_Text to read_:
* Begin *

Here is a summary of what we know about Itasca and her smoke generation
on the fateful morning.
Itasca was 250 feet long, painted white, and was steam-powered
by two Babcock and Wilcox boilers that burned fuel oil. More later about
the properties of that fuel.
According to her deck log, Itasca was “drifting to westward of
Howland Island” just a few hundred yards offshore, began “laying down heavy
smoke” at 06:14 local when Earhart was estimating that she was 200 miles
out, and the smoke was observed to “stretch out for ten miles and not thinning
out greatly.” There is no log entry indicating cessation of the smoke.
0614 local time was about an hour and a half before Earhart was expected
to arrive at Howland.
During the next two hours, Itasca’s weather log reports wind direction
as East, with speed varying between 7 and 11 knots.
It is worth noting that Itasca’s estimate of the length and density
of the smoke is not credible. Consider that since the ship was drifting,
the ship’s view of the smoke was along the axis of the smoke plume, which
was drifting downwind. Consequently, it would not have been possible to
estimate the length of the plume, or its downstream density.
The boiler fuel oil most commonly used in those days
was known as “bunker
oil”, which essentially was crude oil right out of the ground – very heavy
with a high soot content, and hard to burn; it required extensive preheating
just to get it to atomize properly in the boiler feed nozzles. It was somewhat
like burning liquid tar. The smoke therefore was “heavy” and tended to
sink rapidly to the surface. During and after WW2, the Navy switched
to Navy Special Fuel Oil (NSFO) which was processed so that it was easier
to preheat and burned more efficiently, producing a somewhat lighter smoke.
It is unlikely that Itasca was burning NSFO.

* End *

Go on with the Itasca smoke account from where it stops.

_Recorded information_:
* Begin *

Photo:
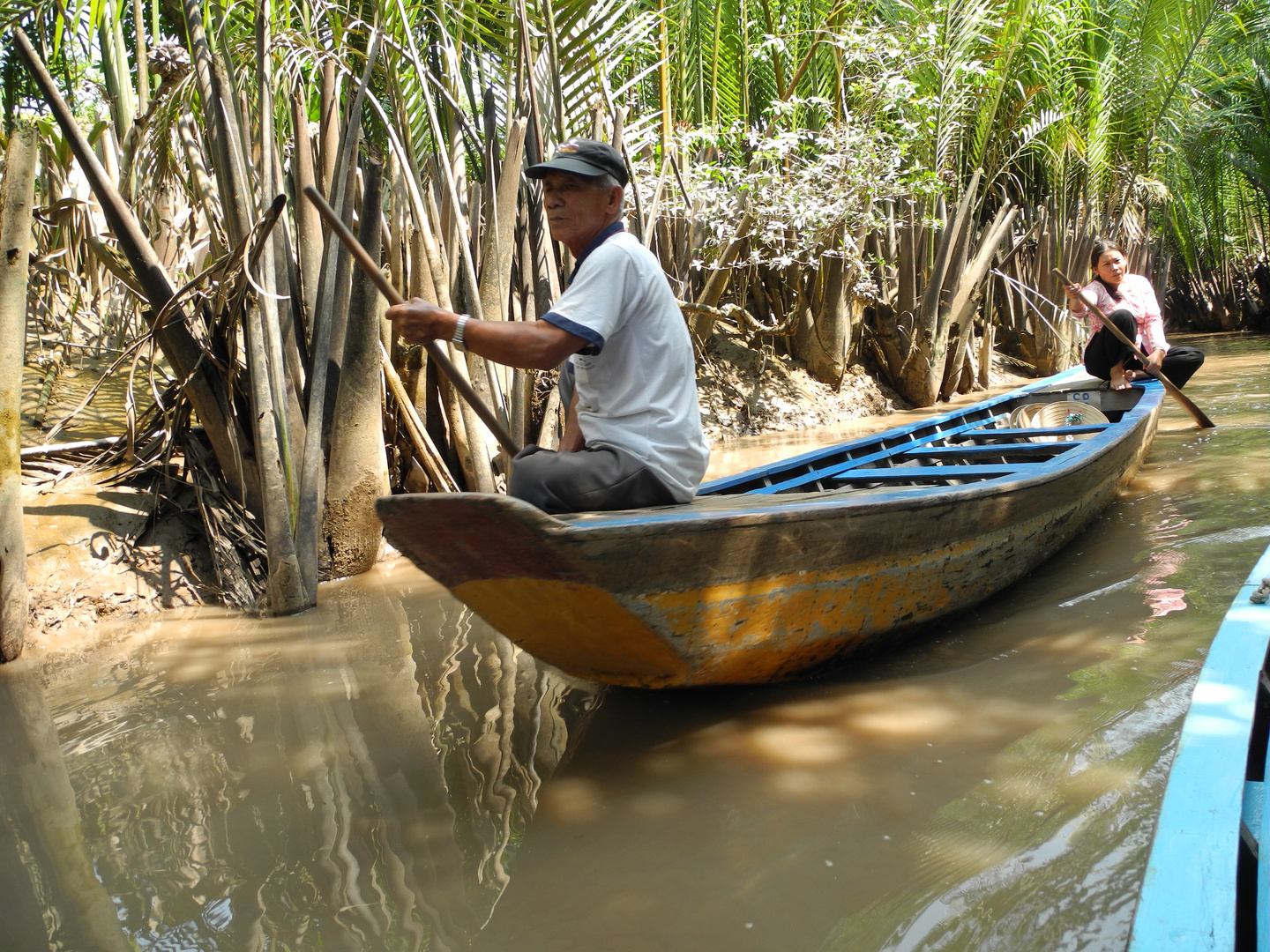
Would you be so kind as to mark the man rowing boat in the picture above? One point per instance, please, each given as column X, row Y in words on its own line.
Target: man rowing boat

* End *

_Expected answer_:
Even NSFO smoke screens are not very durable. In anything more than a
light breeze, say 5 knots or so, the smoke is pushed rapidly down onto
the surface where it flattens and thins out within three to five miles.
This results in rapid vertical thinning of the smoke, thus drastically
reducing its visual contrast with respect to the sea surface.
So, within about five miles from the Itasca, the smoke plume would
have been virtually invisible from the air. Smoke is really only useful
as a visual detection aid when the wind speed is less than about 5 knots,
when there is a significant vertical plume, which is readily visible in
contrast to the sky luminence.
AE’s problem was further complicated by the fact that at the reported
wind speed, there would have been white capping, a condition in which the
wind-driven waves break like surf on a beach. The fact that Itasca was
painted white and was relatively small would make her tend to blend in
with the whitecaps, and make her nearly invisible from the air beyond a
few miles.
If Itasca had been steaming at 10 knots or so, her Kelvin wake
(the vee-shaped wave pattern caused by the ship’s movement throught the
water) would have been quite visible from the air, looking like an arrow
pointing right to the ship. But the drifting white Itasca would
have been nearly invisible unless AE was within a very few miles.
Furthermore, it is unlikely that Itasca made dense black smoke
for an hour and a half, which would have been necesssary for AE to have
a chance to reach and see the smoke plume.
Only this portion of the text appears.